> **What the exercise asks**
Whenever a line carries the word "fence", pull it out of the entries.

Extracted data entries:
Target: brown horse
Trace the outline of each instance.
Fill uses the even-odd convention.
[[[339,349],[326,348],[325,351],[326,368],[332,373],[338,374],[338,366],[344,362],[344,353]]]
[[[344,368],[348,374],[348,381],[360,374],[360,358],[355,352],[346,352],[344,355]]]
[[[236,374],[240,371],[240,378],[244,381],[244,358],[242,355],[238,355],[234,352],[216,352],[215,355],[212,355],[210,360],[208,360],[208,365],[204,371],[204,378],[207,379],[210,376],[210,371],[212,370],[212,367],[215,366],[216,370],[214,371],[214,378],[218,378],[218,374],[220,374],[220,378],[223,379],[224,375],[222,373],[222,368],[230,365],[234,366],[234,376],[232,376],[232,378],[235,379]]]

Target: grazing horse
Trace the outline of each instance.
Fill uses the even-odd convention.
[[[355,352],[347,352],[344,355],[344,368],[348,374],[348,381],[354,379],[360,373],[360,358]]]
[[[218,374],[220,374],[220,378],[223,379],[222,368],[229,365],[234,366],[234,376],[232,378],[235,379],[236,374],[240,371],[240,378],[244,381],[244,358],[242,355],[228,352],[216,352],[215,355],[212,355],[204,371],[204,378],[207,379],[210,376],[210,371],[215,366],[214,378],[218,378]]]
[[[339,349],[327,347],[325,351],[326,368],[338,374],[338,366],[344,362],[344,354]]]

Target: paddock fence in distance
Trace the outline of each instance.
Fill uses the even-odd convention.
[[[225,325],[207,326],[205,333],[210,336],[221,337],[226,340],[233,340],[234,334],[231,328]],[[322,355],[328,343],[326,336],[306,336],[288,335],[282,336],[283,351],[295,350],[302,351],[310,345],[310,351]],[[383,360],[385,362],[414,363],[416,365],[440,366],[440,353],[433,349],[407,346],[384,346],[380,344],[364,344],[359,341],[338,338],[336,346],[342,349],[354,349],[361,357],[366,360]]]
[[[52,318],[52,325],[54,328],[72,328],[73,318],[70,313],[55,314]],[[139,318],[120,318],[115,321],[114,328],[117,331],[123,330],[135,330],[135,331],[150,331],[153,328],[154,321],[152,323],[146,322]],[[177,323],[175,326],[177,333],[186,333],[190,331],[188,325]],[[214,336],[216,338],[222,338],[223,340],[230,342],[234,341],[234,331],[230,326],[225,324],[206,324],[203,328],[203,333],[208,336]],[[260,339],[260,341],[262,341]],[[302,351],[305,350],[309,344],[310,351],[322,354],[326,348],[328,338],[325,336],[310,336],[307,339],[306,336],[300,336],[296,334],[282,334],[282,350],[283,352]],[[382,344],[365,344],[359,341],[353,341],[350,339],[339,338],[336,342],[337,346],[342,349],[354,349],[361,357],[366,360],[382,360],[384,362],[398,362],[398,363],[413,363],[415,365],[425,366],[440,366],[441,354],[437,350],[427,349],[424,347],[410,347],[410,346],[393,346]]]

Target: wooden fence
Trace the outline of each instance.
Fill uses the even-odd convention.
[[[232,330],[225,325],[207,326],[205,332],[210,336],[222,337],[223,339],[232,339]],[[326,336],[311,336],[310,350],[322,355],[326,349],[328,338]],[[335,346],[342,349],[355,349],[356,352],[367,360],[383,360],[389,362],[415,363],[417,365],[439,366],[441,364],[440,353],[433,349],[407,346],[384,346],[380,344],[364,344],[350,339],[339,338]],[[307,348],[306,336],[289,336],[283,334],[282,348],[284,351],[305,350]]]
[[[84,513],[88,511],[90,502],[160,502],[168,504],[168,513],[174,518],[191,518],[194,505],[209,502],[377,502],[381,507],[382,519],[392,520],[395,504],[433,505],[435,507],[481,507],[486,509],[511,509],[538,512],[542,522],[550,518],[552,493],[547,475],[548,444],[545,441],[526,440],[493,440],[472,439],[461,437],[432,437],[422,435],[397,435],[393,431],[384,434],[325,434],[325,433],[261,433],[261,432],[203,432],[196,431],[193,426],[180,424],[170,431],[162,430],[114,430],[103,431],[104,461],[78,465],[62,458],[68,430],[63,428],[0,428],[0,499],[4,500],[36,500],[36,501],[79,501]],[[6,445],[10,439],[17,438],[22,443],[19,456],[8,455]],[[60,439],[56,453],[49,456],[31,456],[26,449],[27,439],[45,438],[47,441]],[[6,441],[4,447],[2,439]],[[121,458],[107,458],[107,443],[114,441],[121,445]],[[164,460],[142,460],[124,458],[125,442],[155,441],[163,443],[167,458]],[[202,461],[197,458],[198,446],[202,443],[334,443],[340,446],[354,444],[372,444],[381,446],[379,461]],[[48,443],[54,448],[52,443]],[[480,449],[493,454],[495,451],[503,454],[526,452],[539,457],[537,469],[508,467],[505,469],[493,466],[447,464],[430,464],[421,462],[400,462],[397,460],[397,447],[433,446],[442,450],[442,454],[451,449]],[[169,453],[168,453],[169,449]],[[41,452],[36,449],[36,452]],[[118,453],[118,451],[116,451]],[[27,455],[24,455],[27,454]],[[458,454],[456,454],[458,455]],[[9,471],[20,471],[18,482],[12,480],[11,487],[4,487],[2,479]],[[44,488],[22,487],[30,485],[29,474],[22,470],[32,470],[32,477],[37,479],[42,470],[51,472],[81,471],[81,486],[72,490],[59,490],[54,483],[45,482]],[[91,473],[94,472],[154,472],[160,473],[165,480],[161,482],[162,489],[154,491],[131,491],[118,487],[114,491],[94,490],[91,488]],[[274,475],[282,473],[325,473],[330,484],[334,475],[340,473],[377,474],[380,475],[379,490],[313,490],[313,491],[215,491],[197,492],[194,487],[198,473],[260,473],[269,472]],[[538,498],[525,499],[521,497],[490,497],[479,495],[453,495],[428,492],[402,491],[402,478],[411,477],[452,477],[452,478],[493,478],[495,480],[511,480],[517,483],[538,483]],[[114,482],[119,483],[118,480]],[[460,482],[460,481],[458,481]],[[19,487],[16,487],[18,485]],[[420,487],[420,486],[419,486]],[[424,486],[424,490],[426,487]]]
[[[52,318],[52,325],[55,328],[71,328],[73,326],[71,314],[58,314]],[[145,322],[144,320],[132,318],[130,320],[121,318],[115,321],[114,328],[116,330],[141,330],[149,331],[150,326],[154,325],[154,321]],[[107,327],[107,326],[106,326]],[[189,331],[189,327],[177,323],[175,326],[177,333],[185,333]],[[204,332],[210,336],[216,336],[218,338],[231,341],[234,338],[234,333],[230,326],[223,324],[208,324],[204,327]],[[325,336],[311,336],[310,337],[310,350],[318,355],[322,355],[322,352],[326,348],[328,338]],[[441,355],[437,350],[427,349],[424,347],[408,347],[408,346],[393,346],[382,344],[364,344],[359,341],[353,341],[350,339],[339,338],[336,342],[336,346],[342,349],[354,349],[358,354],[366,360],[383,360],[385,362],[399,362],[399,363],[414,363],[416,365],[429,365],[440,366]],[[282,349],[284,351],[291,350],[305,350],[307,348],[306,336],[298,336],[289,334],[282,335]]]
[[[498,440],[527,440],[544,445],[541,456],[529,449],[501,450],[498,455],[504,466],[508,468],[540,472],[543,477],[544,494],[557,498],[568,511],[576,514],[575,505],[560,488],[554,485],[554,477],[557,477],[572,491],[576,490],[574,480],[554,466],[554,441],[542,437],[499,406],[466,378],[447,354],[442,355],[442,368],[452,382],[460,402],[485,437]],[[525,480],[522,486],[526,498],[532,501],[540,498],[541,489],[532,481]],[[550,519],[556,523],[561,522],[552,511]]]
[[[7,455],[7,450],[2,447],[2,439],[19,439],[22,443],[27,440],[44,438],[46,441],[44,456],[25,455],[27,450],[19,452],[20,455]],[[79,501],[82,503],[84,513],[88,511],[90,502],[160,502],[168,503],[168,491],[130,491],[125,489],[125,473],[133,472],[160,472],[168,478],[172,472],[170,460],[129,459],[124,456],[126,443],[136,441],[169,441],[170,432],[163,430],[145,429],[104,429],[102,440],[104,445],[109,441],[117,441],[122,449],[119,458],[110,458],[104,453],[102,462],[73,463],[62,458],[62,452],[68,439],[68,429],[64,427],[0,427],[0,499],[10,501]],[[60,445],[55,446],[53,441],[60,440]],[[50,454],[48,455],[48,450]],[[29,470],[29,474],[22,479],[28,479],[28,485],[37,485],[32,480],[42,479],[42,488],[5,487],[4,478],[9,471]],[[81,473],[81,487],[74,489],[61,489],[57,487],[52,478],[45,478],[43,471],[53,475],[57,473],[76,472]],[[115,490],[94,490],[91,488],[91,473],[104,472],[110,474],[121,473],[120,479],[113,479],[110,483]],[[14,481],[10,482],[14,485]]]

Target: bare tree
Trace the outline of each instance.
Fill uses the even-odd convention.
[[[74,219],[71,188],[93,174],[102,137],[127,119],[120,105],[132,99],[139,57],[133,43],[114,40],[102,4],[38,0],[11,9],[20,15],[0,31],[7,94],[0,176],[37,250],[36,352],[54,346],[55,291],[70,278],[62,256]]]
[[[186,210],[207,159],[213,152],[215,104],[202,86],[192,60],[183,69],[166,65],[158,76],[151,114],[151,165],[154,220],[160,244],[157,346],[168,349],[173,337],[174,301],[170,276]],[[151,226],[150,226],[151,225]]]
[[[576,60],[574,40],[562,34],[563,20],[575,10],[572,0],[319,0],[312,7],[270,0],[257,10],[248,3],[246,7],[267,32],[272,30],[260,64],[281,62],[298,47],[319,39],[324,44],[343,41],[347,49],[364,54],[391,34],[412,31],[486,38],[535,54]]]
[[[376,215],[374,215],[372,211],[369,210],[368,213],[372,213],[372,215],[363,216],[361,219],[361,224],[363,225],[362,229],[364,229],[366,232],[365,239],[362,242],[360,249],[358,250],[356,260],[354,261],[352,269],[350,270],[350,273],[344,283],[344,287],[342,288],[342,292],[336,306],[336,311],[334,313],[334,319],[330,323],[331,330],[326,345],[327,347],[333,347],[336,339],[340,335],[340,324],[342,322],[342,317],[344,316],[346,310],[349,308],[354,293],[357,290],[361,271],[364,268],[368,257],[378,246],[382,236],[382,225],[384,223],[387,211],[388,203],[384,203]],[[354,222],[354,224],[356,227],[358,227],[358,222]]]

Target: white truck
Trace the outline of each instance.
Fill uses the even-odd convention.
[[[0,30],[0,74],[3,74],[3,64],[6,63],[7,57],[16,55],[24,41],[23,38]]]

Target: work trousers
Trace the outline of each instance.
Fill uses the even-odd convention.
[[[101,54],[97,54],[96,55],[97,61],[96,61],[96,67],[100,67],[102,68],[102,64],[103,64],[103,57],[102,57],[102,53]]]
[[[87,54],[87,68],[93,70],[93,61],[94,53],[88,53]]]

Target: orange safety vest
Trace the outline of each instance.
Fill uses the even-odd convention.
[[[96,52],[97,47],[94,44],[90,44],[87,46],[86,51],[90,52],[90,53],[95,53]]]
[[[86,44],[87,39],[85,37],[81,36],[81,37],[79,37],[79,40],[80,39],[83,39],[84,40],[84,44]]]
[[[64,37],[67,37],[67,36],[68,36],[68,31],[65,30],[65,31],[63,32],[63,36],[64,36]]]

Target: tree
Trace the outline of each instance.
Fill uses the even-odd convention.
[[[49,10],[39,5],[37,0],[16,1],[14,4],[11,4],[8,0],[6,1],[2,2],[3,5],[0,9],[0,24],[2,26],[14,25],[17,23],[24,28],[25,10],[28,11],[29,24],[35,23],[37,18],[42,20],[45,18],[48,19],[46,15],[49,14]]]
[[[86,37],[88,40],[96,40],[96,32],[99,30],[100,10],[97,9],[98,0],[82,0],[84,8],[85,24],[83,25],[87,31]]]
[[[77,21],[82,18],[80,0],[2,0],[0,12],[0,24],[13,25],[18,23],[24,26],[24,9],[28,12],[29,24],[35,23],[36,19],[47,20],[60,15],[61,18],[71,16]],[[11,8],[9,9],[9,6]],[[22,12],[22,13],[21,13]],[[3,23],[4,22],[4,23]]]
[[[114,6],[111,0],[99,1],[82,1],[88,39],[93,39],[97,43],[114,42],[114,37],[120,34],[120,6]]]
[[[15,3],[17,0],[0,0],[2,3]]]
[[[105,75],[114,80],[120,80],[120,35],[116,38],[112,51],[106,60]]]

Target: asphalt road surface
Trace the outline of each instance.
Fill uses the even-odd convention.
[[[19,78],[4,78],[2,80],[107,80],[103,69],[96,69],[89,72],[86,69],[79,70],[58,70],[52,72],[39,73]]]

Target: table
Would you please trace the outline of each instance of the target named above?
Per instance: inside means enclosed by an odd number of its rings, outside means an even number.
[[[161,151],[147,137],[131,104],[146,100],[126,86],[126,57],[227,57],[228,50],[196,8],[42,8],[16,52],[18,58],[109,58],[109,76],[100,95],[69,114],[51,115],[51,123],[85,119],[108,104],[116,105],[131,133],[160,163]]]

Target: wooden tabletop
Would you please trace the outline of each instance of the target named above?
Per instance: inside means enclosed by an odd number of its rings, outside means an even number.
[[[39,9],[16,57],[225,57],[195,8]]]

> **Solution to this exercise**
Target: paddock fence in distance
Target: wooden fence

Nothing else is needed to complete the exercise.